===== Selected extract
Built-in objects¶

Optimizers¶

class hessianfree.optimizers.Optimizer[source]¶

Bases: object

Base class for optimizers.

Each optimizer has a self.net parameter that will be set automatically when the optimizer is added to a network (referring to that network).

compute_update(printing=False)[source]¶

Compute a weight update for the current batch.

It can be assumed that the batch has already been stored in net.inputs and net.targets, and the nonlinearity activations/derivatives for the batch are cached in net.activations and net.d_activations.

Parameters:	printing (bool) – if True, print out data about the optimization

class hessianfree.optimizers.HessianFree(CG_iter=250, init_damping=1, plotting=True)[source]¶

Bases: hessianfree.optimizers.Optimizer

Use Hessian-free optimization to compute the weight update.

Parameters:	CG_iter (int) – maximum number of CG iterations to run per epoch init_damping (float) – the initial value of the Tikhonov damping plotting (bool) – if True then collect data for plotting (actual plotting handled in parent network)

compute_update(printing=False)[source]¶

Compute a weight update for the current batch.

Parameters:	printing (bool) – if True, print out data about the optimization

conjugate_gradient(init_delta, grad, iters=250, printing=False)[source]¶: Find minimum of quadratic approximation using conjugate gradient algorithm.

class hessianfree.optimizers.SGD(l_rate=1, plotting=False)[source]¶

Bases: hessianfree.optimizers.Optimizer

Compute weight update using first-order gradient descent.

Parameters:	l_rate – learning rate to apply to weight updates plotting – if True then collect data for plotting (actual plotting handled in parent network)

compute_update(printing=False)[source]¶

Compute a weight update for the current batch.

Parameters:	printing (bool) – if True, print out data about the optimization

Nonlinearities¶

class hessianfree.nonlinearities.Nonlinearity(stateful=False)[source]¶

Bases: object

Base class for layer nonlinearities.
==========
* **Problem A**
Reproduce the portion of the hessianfree API documentation that begins with the words "Use Hessian-free optimization" and ends with "conjugate gradient algorithm.".
* **Problem B**
Resume the hessianfree API documentation after its last sentence, keeping its reference style.
===== Items
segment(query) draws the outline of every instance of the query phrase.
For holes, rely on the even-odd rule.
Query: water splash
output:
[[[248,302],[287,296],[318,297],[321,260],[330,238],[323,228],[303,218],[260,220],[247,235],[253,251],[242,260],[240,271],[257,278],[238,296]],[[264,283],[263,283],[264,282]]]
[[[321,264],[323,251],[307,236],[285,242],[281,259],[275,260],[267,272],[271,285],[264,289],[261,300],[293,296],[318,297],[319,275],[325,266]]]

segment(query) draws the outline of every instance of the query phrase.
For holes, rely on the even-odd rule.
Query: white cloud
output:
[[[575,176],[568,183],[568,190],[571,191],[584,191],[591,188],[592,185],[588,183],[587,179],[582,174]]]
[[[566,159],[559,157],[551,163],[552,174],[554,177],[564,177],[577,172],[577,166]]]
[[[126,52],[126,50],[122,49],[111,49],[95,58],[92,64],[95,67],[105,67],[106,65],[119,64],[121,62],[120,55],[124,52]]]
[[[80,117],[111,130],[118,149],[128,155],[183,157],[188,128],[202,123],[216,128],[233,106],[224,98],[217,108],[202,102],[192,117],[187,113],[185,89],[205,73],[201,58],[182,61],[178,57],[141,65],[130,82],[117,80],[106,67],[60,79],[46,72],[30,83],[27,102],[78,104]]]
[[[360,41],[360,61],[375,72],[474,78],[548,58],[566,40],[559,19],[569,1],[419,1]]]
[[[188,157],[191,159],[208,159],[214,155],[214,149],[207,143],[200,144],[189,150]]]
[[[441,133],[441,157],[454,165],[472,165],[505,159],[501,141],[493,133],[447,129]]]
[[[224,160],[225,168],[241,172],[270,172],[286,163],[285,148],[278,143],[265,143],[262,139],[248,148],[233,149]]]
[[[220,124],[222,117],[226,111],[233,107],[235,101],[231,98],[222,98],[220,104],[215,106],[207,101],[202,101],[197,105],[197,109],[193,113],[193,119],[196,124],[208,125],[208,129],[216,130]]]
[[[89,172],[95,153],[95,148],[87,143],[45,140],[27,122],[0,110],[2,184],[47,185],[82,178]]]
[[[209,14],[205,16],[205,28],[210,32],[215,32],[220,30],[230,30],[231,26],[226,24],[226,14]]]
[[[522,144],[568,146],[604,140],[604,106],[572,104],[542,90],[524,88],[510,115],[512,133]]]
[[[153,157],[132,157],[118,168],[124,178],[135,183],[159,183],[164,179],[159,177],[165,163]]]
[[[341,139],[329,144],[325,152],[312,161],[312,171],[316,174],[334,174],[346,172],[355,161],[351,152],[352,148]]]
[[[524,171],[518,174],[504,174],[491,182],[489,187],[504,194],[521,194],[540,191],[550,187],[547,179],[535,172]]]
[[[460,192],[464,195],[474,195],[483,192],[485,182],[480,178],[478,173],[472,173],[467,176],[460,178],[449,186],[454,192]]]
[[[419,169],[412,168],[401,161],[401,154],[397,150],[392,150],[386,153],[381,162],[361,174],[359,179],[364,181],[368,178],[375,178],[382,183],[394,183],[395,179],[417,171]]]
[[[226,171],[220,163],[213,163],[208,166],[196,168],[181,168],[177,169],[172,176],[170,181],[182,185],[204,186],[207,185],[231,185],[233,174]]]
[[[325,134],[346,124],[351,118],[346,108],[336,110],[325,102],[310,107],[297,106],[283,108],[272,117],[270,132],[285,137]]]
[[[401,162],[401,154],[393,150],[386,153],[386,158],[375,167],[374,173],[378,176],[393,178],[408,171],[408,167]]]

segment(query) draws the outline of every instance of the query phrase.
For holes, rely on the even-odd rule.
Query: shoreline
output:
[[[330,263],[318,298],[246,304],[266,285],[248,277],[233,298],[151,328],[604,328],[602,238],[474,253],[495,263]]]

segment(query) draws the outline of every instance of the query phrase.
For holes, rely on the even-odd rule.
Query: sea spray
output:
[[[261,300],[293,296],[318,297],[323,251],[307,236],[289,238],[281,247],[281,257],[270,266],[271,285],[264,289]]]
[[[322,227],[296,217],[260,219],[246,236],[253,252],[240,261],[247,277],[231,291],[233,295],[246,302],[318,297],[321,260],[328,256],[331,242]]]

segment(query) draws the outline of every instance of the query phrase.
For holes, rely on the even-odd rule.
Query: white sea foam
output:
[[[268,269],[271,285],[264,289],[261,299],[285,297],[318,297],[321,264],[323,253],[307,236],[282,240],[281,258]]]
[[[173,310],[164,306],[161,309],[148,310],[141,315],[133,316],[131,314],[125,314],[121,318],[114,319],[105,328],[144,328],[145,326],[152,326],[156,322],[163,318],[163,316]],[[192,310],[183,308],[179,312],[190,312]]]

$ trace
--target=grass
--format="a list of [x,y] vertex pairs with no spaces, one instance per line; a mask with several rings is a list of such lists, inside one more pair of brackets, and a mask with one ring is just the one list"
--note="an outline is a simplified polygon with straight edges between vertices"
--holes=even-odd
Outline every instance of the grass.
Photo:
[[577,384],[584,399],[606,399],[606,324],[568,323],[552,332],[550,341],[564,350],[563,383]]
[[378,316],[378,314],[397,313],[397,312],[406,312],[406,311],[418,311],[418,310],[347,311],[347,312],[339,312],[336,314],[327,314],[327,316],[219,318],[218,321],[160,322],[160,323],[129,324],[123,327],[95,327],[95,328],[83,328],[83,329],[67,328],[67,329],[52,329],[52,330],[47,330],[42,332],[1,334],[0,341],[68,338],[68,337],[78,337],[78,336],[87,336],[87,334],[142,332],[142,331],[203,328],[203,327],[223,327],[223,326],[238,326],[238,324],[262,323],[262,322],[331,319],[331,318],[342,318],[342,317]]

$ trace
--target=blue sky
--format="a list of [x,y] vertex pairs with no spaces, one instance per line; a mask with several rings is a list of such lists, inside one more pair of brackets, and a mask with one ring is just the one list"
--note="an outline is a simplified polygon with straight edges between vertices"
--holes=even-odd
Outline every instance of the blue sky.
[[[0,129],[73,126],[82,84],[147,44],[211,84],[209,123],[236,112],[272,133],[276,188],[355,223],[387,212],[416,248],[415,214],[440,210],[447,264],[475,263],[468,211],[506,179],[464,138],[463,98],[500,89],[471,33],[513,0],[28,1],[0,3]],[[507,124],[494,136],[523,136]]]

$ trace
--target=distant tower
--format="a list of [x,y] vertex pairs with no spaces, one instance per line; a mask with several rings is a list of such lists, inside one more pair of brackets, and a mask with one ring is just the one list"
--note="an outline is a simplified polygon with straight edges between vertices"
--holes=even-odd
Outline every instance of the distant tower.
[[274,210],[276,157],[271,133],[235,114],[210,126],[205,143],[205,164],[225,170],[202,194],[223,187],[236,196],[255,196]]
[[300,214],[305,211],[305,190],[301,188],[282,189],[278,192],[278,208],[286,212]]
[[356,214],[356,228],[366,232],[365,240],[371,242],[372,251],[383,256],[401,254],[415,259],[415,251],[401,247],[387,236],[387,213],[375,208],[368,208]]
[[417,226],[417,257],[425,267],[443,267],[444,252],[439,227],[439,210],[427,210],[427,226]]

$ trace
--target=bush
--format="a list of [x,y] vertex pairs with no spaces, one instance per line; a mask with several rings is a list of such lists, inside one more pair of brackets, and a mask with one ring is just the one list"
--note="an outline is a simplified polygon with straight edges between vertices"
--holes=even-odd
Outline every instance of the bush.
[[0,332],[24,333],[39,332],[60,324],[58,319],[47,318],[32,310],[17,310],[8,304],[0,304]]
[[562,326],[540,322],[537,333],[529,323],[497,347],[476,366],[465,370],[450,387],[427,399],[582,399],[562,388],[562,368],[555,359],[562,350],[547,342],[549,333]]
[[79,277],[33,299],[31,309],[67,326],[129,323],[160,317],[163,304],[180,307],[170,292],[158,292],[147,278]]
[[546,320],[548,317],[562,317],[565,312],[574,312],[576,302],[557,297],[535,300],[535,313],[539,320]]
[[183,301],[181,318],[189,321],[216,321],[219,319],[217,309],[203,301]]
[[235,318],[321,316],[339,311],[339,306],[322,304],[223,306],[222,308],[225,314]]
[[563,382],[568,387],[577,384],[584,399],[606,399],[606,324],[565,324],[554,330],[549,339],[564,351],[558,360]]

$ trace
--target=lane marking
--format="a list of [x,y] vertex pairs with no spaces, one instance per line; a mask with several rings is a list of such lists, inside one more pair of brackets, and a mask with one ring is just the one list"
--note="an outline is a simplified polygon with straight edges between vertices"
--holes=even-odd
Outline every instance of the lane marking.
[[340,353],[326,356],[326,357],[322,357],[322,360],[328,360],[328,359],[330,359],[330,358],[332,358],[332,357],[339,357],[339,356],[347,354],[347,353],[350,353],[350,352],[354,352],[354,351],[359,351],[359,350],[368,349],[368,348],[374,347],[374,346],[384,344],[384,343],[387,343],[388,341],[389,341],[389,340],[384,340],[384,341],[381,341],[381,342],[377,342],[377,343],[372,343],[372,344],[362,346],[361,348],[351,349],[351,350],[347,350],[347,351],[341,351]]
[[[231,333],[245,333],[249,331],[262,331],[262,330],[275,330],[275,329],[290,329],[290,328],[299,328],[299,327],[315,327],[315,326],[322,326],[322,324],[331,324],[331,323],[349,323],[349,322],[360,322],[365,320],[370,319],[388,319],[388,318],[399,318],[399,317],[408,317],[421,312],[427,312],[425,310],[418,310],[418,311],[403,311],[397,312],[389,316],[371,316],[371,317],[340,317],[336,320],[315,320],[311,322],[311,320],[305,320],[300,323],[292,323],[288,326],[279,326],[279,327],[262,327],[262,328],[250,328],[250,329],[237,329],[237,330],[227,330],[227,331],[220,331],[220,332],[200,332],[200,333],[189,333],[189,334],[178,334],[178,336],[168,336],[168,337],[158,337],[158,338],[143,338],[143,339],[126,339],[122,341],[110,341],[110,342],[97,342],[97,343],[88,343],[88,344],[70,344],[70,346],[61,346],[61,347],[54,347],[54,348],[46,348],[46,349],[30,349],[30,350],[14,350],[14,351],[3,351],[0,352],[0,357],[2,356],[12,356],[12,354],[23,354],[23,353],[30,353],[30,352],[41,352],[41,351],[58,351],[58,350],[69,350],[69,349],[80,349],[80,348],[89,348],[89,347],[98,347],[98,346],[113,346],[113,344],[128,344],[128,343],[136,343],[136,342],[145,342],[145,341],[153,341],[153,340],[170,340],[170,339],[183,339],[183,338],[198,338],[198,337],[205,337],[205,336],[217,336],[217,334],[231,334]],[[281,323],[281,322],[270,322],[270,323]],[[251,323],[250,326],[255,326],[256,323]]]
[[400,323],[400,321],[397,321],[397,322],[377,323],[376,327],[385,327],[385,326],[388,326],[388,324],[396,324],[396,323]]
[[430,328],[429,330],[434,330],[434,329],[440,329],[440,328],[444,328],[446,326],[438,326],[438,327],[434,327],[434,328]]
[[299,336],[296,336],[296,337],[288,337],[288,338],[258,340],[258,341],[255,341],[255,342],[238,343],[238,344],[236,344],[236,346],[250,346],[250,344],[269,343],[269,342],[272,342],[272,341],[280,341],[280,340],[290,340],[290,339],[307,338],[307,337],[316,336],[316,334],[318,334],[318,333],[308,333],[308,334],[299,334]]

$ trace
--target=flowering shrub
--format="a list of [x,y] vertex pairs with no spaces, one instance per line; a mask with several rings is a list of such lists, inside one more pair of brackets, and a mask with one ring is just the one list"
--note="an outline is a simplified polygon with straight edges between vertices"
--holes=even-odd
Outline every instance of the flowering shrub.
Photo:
==========
* **Answer A**
Use Hessian-free optimization to compute the weight update.

Parameters:	CG_iter (int) – maximum number of CG iterations to run per epoch init_damping (float) – the initial value of the Tikhonov damping plotting (bool) – if True then collect data for plotting (actual plotting handled in parent network)

compute_update(printing=False)[source]¶

Compute a weight update for the current batch.

Parameters:	printing (bool) – if True, print out data about the optimization

conjugate_gradient(init_delta, grad, iters=250, printing=False)[source]¶: Find minimum of quadratic approximation using conjugate gradient algorithm.

* **Answer B**
Parameters:	stateful (boolean) – True if this nonlinearity has internal state (in which case it needs to return `d_input`, `d_state`, and `d_output` in `d_activation()`; see `Continuous` for an example)

activation(x)[source]¶

Apply the nonlinearity to the inputs.

Parameters:	x – input to the nonlinearity

d_activation(x, a)[source]¶

Derivative of the nonlinearity with respect to the inputs.

Parameters:	x – input to the nonlinearity a – output of `activation(x)` (can be used to more efficiently compute the derivative for some nonlinearities)

reset(init=None)[source]¶

Reset the nonlinearity to initial conditions.

Parameters:	init – override the default initial conditions with these values

class hessianfree.nonlinearities.Tanh[source]¶

Bases: hessianfree.nonlinearities.Nonlinearity

Hyperbolic tangent function

\(f(x) = \frac{e^x - e^{-x}}{e^x + e^{-x}}\)

class hessianfree.nonlinearities.Logistic[source]¶

Bases: hessianfree.nonlinearities.Nonlinearity

Logistic sigmoid function

\(f(x) = \frac{1}{1 + e^{-x}}\)

Note: if scipy is installed then this will use the slightly faster scipy.special.expit

class hessianfree.nonlinearities.Linear[source]¶

Bases: hessianfree.nonlinearities.Nonlinearity

Linear activation function (passes inputs unchanged).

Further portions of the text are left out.